→ What this exercise asks:
A: Which people does the email about fractions and floating point mention by name?
B: Can you extract the stretch of the email about fractions and floating point from "The memory simply" through "denominator are coprime."?

→ Excerpted text:
++++++++++++++++++++
The memory simply blows up too fast for this to be practical (at least as a
default) a float is always 64 bits, a fraction is unboundedly large if
numerator and denominator are coprime.

A toy example with a half dozen operations won't make huge fractions. A
loop over a million operations will often be a gigantic memory hog.

That said, Chris's idea for a literal spelling of "Fraction" is very
appealing. One extra letter or symbol could indicate that you want to work
in the Fraction domain rather than floating point. That's a perfectly
reasonable decision for a user to make.

On Fri, May 14, 2021, 11:18 AM Martin Teichmann <martin.teichm...@gmail.com>
wrote:

> Hi Jonathan,
>
> I would agree with you if what I was asking was arbitrary precision math.
++++++++++++++++++++
Extracted data entries:

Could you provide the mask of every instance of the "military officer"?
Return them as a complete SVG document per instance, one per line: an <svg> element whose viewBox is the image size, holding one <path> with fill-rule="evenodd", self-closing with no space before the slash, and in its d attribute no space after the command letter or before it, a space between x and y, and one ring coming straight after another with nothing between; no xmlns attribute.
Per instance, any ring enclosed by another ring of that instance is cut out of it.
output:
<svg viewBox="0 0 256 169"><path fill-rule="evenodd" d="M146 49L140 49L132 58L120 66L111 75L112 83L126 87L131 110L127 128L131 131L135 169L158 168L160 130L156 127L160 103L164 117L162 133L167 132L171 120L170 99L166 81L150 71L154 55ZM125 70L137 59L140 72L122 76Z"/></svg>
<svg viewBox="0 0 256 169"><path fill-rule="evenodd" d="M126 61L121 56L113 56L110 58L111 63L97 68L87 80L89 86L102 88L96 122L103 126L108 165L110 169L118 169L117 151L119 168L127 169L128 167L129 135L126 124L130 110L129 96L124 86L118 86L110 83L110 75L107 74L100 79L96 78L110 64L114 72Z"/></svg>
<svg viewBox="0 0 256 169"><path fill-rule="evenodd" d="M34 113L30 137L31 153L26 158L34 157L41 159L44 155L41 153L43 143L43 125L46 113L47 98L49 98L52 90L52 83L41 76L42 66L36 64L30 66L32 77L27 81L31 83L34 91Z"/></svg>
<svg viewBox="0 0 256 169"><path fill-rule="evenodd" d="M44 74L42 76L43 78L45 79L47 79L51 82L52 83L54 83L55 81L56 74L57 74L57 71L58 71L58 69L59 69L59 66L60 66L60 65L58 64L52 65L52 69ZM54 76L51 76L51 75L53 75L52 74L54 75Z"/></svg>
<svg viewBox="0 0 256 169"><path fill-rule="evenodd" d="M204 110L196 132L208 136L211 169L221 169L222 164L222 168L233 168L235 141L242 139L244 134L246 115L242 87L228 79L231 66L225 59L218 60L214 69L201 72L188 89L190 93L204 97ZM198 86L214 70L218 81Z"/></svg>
++++++++++++++++++++
→ Answers for the tasks:
A: Chris, Martin Teichmann, Jonathan

B:
The memory simply blows up too fast for this to be practical (at least as a
default) a float is always 64 bits, a fraction is unboundedly large if
numerator and denominator are coprime.